:: Records ::

################

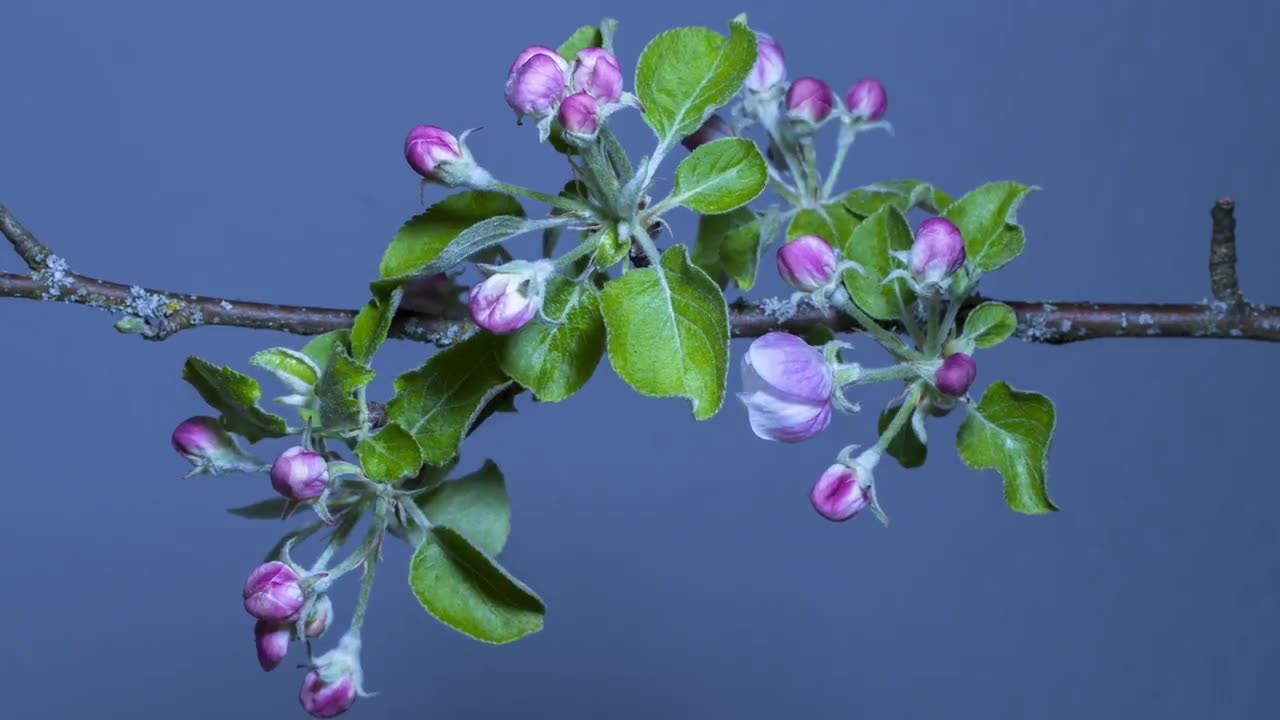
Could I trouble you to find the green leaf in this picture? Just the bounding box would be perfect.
[498,277,604,402]
[635,23,756,147]
[943,182,1039,273]
[964,302,1018,348]
[672,137,769,215]
[356,423,422,483]
[600,245,728,420]
[845,205,914,320]
[351,288,404,365]
[878,405,928,470]
[956,380,1057,515]
[556,26,604,60]
[417,460,511,557]
[408,525,547,644]
[248,347,320,395]
[845,181,952,218]
[380,190,525,278]
[387,332,511,465]
[182,355,289,443]
[316,345,374,430]
[787,202,859,247]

################

:: Task statement ::
Please reproduce every one of the entries above word for word, leaving the pictures out.

:: Correct output ::
Could I trouble you to find the green leaf in this picture? Just the bounding box would be perfect.
[498,277,604,402]
[635,23,756,147]
[943,182,1039,273]
[964,302,1018,348]
[672,137,769,215]
[356,423,422,483]
[600,245,728,420]
[845,205,914,320]
[351,288,404,365]
[878,405,928,470]
[956,380,1057,515]
[556,26,604,60]
[417,460,511,557]
[408,525,547,644]
[248,347,320,395]
[845,181,952,218]
[380,190,525,278]
[387,332,511,465]
[182,355,289,443]
[316,345,374,430]
[787,202,859,247]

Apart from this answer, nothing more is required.